# Задание:
Перепишите все записи ниже, заменив «component» на «module». Все остальное оставьте без изменений.

# Записи с разметкой точками:
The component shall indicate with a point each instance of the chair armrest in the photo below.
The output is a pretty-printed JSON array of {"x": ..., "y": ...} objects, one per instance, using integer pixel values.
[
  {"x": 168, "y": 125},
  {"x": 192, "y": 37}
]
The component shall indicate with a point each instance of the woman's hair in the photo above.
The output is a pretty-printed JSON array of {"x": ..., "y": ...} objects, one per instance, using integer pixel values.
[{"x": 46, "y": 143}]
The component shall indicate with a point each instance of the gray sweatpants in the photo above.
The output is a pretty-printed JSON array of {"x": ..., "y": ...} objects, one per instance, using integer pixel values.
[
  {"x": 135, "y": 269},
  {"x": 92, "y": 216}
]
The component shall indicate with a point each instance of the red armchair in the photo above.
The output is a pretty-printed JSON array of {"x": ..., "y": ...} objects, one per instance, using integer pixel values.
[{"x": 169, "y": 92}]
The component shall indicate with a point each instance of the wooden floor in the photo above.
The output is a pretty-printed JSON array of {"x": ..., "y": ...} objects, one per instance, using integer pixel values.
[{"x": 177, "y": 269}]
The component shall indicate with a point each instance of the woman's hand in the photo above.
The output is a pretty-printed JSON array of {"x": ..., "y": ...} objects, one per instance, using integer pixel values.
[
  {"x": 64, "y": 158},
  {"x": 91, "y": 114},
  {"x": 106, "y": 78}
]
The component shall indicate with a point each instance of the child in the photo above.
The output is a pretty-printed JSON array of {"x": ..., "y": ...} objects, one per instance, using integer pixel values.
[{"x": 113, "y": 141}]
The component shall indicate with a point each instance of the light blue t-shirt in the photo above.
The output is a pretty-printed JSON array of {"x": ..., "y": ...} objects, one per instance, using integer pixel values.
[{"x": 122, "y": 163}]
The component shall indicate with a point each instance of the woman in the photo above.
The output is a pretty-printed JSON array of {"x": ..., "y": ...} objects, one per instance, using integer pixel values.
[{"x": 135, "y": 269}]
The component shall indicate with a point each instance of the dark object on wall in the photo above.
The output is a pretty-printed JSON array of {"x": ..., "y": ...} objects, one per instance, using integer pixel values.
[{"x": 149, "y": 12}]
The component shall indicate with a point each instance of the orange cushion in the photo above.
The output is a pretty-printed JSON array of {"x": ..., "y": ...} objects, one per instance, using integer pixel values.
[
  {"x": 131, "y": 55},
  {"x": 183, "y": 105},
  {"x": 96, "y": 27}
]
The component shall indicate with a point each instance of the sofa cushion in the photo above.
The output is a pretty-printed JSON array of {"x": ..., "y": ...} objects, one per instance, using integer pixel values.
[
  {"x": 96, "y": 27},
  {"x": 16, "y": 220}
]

# Результат:
The module shall indicate with a point each instance of the chair armrest in the photo below.
The output is a pretty-printed JSON array of {"x": ..., "y": ...} objects, one per instance, using integer pixel values.
[
  {"x": 168, "y": 125},
  {"x": 192, "y": 37}
]
The module shall indicate with a point each instance of the woman's hair in the photo above.
The output is a pretty-printed JSON array of {"x": ..., "y": ...} objects, one per instance, using integer pixel values.
[{"x": 46, "y": 143}]
The module shall indicate with a point each instance of the gray sweatpants in the photo above.
The output is a pretty-printed JSON array of {"x": ..., "y": ...} objects, one per instance, using integer pixel values.
[
  {"x": 135, "y": 269},
  {"x": 92, "y": 216}
]
The module shall indicate with a point each instance of the red armchair in the photo above.
The output is a pretty-printed JSON array of {"x": ..., "y": ...} objects, one per instance, using integer pixel values.
[{"x": 169, "y": 92}]
The module shall indicate with a point each instance of the wooden floor in the photo above.
The output is a pretty-printed JSON array of {"x": ..., "y": ...} objects, one per instance, using integer pixel values.
[{"x": 177, "y": 269}]
The module shall indicate with a point each instance of the woman's hand in the photo above.
The output is a pretty-printed JSON array of {"x": ..., "y": ...} objects, one per instance, using integer pixel values.
[
  {"x": 64, "y": 158},
  {"x": 91, "y": 114},
  {"x": 106, "y": 78}
]
The module shall indicate with a point each instance of the child in the photo above.
The output is a pretty-printed JSON array of {"x": ..., "y": ...} objects, one per instance, using integer pixel values.
[{"x": 113, "y": 141}]
The module shall indicate with a point each instance of the light blue t-shirt in the photo above.
The output is a pretty-printed JSON array of {"x": ..., "y": ...} objects, one per instance, using integer pixel values.
[{"x": 122, "y": 163}]
The module shall indicate with a point each instance of the woman in the photo above.
The output is a pretty-printed JSON array of {"x": ..., "y": ...} objects, one per instance, using integer pixel values.
[{"x": 135, "y": 269}]
The module shall indicate with a point each instance of the dark object on wall in the photo above.
The output is a pretty-printed JSON array of {"x": ..., "y": ...} objects, one per instance, using integer pixel values.
[{"x": 149, "y": 12}]
The module shall indicate with a point each instance of the orange cushion in the photo above.
The output is a pretty-printed JSON array of {"x": ..., "y": ...} objects, one per instance, using integer pixel values.
[
  {"x": 131, "y": 55},
  {"x": 183, "y": 105},
  {"x": 96, "y": 27}
]
The module shall indicate with a point each instance of the sofa cushion in the photo above.
The output is a pretty-printed JSON array of {"x": ..., "y": ...} objects, one per instance, using integer pixel values.
[
  {"x": 96, "y": 27},
  {"x": 16, "y": 220}
]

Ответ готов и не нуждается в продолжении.